What Would Happen If A North Korean Nuclear Missile Launch Appeared Imminent?
North Korea is developing missiles with greater ranges and nuclear bombs with higher explosive yields. While the North regularly threatens America and its partners in Asia, the U.S. and its allies in the region are by no means unprepared for a North Korean nuclear attack.
The U.S. and South Korea both have preemptive strike plans for a situation in which a North Korean nuclear attack appears imminent, and while Japan is considering new options, it still relies heavily on U.S. defense.
South Korea has a three-stage defense system, the first stage is a preemptive strike option designed to eliminate the North’s offensive capabilities. The “Kill Chain” preemptive strike system detects signs of an impending nuclear missile launch and strikes the North’s nuclear weapons sites and missile bases with cruise missiles and other weaponry.
The U.S. and South Korea also have a joint response plan, Operations Plan (OPLAN).
While the specifics for OPLAN 5015 are classified, the plan is believed to consolidate previous contingency plans, specifically OPLAN 5029 (internal instability in North Korea), OPLAN 5027 (preparations for an all-out war), and a peacetime plan involving localized provocations from North Korea. OPLAN 5015 is suspected to call for preemptive strikes on the North’s essential military facilities and weapons, and possibly North Korean leadership.

:: Provided information ::

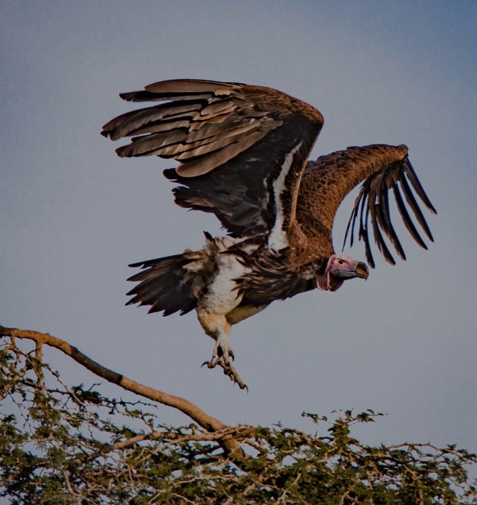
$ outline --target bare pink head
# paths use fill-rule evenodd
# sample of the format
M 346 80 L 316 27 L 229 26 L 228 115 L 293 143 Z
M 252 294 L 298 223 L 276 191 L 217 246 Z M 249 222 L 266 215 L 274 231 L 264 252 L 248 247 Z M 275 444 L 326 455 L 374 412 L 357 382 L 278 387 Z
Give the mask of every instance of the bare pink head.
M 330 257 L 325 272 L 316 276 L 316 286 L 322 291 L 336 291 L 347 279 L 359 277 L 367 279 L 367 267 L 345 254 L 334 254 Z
---
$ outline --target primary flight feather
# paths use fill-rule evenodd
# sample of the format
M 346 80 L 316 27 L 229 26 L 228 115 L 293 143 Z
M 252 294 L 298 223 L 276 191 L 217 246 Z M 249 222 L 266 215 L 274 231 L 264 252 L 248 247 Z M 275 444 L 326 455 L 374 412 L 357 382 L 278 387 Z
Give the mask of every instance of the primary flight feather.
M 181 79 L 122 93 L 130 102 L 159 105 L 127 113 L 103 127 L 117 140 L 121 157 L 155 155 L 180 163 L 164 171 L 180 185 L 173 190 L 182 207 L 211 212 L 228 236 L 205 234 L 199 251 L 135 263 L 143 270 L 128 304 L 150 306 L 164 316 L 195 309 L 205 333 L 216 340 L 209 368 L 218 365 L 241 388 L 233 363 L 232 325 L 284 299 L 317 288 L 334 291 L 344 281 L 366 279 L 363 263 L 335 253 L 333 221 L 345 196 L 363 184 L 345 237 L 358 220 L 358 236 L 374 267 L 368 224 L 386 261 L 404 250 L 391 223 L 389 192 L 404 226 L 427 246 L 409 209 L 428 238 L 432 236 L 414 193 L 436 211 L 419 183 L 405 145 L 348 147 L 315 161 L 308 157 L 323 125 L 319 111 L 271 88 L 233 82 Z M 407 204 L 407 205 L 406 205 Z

:: Activity ::
From the article on a possible North Korean nuclear missile launch, list every operations plan that is identified by an OPLAN number.

:: Completed task ::
OPLAN 5015, OPLAN 5029, OPLAN 5027